▶ Data for this exercise:
+ + + + +

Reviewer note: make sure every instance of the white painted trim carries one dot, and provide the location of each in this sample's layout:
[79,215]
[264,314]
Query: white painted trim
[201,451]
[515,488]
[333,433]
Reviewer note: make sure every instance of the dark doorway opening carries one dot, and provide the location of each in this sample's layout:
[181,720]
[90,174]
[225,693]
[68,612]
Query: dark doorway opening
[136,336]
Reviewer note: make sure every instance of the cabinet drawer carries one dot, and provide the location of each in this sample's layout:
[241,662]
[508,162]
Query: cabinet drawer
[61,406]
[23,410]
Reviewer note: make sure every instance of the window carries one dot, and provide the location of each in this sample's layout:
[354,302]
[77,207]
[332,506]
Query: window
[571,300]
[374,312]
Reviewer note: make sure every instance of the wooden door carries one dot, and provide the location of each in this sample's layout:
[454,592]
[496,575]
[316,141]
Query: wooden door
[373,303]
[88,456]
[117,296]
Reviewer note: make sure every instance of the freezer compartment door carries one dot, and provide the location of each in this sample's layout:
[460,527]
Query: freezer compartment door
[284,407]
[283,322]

+ + + + +

▶ Problem description: Write out every one of the records above again, word for word, with nothing added or changed.

▶ Exercise response:
Reviewer note: make sure every instance of the white painted trim carries one dot, and provide the location of each in this sample's layout:
[79,215]
[264,314]
Query: white painted trim
[201,451]
[515,488]
[333,433]
Reviewer note: make sure every instance of the dark doorway opening carries one dot, and provide the location of each in this sample's layout:
[181,720]
[90,174]
[225,693]
[68,612]
Query: dark doorway opening
[136,336]
Reviewer note: make sure every instance of the cabinet drawer carries one dot, and provide the location of each in this sample's layout:
[241,662]
[508,162]
Query: cabinet drawer
[61,406]
[23,410]
Reviewer note: make sure every instance of the window carries one dot, and provide the location of each in this sample's layout:
[354,302]
[77,207]
[332,506]
Query: window
[571,300]
[374,312]
Reviewer note: make sure every instance of the wooden door carries one dot, and provide the location of each in this sample's layout:
[454,592]
[496,575]
[316,141]
Query: wooden door
[373,303]
[88,456]
[117,296]
Reviewer note: make sure every instance of the freezer compartment door carries one dot, and provide the location of each in this sample's layout:
[460,527]
Query: freezer compartment door
[284,407]
[283,322]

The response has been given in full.